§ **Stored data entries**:
────────────────

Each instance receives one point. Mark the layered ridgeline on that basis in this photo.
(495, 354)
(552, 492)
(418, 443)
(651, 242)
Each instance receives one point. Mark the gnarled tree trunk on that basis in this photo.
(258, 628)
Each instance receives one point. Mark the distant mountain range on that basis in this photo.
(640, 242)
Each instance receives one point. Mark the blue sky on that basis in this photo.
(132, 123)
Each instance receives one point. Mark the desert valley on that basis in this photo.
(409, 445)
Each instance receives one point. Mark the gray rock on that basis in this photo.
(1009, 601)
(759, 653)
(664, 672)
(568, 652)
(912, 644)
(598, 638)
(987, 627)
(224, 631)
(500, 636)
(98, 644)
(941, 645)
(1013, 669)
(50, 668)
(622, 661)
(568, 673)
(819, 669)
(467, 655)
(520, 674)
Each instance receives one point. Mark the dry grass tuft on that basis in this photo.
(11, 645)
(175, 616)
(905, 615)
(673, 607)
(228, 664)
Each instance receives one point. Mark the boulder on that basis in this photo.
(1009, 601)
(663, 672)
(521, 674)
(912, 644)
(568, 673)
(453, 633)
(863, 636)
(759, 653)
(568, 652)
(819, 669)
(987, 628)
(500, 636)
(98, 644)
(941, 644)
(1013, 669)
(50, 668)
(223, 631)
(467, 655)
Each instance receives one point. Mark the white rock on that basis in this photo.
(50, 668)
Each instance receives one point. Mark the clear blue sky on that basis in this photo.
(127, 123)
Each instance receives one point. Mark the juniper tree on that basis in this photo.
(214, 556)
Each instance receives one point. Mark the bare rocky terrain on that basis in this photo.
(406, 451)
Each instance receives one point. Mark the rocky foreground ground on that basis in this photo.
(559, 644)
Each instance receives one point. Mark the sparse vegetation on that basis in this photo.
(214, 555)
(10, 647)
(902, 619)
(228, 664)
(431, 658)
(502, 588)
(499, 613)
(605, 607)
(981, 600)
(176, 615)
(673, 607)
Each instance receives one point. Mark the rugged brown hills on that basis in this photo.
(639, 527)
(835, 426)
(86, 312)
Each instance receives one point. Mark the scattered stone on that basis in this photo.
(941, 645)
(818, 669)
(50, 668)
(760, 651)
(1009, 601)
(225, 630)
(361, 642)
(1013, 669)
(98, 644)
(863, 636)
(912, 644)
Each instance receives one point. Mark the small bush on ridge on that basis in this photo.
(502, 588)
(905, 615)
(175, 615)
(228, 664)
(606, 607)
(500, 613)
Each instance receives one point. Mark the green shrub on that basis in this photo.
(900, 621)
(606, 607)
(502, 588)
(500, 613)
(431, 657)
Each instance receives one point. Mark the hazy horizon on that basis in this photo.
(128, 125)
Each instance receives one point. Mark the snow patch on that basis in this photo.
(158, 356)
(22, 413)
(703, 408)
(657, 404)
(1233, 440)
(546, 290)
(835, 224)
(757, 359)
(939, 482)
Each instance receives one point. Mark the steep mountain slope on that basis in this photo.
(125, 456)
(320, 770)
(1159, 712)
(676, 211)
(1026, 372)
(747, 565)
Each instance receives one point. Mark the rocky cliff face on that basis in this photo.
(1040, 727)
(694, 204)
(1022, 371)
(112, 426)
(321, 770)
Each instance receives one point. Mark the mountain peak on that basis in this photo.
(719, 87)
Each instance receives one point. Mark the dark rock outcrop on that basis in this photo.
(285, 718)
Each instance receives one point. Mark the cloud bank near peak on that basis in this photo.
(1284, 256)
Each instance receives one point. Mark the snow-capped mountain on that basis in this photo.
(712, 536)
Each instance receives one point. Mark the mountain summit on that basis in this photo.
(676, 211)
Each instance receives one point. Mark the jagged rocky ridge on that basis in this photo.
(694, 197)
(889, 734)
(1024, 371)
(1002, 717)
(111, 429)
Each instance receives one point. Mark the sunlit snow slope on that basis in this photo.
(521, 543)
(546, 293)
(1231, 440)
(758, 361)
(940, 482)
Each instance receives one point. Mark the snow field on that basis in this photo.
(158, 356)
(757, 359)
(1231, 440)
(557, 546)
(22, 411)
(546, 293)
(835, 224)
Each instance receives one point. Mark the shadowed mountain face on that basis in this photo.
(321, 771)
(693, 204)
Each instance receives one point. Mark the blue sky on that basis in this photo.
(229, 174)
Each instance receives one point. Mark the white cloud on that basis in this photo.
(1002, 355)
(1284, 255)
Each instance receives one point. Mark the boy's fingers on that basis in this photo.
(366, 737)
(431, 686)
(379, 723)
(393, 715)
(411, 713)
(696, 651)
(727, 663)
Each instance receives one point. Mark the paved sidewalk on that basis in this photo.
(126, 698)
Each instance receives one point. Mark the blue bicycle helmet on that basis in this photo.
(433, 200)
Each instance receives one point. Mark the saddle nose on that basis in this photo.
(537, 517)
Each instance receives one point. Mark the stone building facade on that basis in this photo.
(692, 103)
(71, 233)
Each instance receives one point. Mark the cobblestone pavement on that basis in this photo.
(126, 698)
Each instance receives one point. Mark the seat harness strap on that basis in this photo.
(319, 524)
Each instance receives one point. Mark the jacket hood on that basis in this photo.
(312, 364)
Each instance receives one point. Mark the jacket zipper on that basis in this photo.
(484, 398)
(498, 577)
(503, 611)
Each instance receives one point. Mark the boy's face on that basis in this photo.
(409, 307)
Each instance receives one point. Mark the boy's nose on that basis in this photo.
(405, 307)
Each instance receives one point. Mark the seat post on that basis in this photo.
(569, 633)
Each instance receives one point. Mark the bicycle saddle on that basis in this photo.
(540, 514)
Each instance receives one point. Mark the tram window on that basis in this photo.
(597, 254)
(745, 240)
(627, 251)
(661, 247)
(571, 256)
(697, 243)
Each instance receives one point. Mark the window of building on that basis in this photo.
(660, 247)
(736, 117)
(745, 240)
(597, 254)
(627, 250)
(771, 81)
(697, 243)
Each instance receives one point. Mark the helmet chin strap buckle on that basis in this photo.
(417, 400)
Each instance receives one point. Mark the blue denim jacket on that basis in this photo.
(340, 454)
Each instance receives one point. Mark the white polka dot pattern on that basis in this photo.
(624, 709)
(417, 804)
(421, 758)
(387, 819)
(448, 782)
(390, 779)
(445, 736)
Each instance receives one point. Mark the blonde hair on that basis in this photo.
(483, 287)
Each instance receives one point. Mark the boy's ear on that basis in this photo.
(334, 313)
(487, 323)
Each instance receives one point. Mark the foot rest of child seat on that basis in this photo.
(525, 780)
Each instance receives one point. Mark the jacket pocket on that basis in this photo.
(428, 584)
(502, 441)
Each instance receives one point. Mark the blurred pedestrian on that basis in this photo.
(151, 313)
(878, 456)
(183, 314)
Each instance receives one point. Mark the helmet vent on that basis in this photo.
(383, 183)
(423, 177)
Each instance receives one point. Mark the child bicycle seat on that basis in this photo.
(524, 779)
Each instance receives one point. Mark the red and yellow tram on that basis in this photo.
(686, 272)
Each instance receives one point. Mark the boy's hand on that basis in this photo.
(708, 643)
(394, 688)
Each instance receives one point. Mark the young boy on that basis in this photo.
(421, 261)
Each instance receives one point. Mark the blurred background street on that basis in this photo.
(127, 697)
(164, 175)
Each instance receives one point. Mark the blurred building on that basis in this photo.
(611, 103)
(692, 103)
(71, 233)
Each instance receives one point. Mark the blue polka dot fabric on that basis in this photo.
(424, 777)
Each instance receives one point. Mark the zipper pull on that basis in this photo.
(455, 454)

────────────────

§ **Written request**:
Render the lines from the one containing "Each instance receives one point. Mark the blurred building" through the end of the items as a Markdown table with columns named Row and Line, omitting blank lines.

§ **Solution for this problem**:
| Row | Line |
|---|---|
| 1 | Each instance receives one point. Mark the blurred building on that basis in this photo. |
| 2 | (611, 103) |
| 3 | (692, 103) |
| 4 | (71, 233) |
| 5 | Each instance receives one point. Mark the blue polka dot fabric on that basis in this photo. |
| 6 | (424, 777) |
| 7 | Each instance receives one point. Mark the zipper pull on that basis in this photo. |
| 8 | (455, 454) |